→ TASK DIRECTIONS
Write out all of the records below word for word, changing nothing.

→ Data listing
================
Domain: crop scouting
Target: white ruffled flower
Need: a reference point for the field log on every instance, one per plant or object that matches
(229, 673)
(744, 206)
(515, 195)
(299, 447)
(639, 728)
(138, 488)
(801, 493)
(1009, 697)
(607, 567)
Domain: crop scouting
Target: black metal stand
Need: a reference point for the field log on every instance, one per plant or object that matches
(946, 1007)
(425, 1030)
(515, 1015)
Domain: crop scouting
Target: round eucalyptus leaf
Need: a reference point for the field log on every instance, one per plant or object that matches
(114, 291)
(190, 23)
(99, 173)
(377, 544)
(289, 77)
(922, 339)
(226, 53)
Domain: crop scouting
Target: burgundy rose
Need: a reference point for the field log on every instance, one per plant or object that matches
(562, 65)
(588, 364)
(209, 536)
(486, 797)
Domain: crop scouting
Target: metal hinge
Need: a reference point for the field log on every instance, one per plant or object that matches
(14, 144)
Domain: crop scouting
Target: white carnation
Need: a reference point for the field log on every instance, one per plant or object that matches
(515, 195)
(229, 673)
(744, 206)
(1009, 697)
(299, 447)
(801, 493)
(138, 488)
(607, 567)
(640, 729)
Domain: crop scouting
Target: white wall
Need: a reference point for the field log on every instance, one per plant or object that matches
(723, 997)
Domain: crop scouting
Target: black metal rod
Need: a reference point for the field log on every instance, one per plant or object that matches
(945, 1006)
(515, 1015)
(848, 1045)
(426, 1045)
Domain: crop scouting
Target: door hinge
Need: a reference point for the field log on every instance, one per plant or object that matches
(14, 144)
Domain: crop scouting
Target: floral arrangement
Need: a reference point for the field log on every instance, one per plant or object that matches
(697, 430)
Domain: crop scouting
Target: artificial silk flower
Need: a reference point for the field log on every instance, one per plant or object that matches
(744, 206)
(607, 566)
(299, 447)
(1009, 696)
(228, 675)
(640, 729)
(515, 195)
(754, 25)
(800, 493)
================
→ SOLUTION TO THE EXERCISE
Domain: crop scouting
Target: white ruffled flower
Need: a reference point for the field log on every instance, one per plant or object that matches
(229, 673)
(744, 206)
(515, 195)
(299, 447)
(639, 728)
(138, 488)
(801, 493)
(1009, 697)
(607, 567)
Domain: crop scouting
Target: black metal stand
Need: a reference point for the field log on every instance, one per plant or object that matches
(946, 1007)
(425, 1030)
(515, 1015)
Domain: crop scouting
Target: round eucalyptus leaf
Need: a reference point for the field log on every instance, one per plant or object that matches
(114, 291)
(190, 23)
(99, 173)
(377, 544)
(289, 77)
(922, 339)
(226, 53)
Domain: crop scouting
Target: burgundy rose
Need: a reference point for the field log on every instance, one per plant or object that matches
(562, 65)
(588, 364)
(209, 536)
(486, 797)
Domain: crop scouting
Target: metal hinge
Need: a reference point for the field log on every instance, one per plant or object that matches
(14, 144)
Domain: crop scouting
Target: white carnation
Need: a reference point for the field log on every instance, one per plant or object that matches
(515, 195)
(229, 673)
(744, 206)
(1009, 697)
(299, 447)
(801, 493)
(138, 488)
(607, 567)
(640, 729)
Domain: crop scouting
Target: white wall
Need: a reference point for the field log on every instance, one per plant or object that matches
(723, 997)
Domain: crop scouting
Target: black metal rod
Need: a reference point for the field log on every instance, one per plant or object that matches
(945, 1006)
(515, 1015)
(848, 1045)
(426, 1045)
Domain: crop scouting
Target: door hinge
Need: a reference point for the field log on every instance, one per plant or object that matches
(14, 144)
Domain: crop scouting
Target: floral arrangement
Need: a reference point for the field log on every instance, one per plant or object that matches
(697, 430)
Domain: crop scouting
Target: artificial silk flower
Need: a reference point for the field log on every instance, one per plant or object that matches
(744, 206)
(607, 566)
(299, 447)
(1009, 696)
(228, 675)
(640, 729)
(515, 195)
(754, 25)
(800, 493)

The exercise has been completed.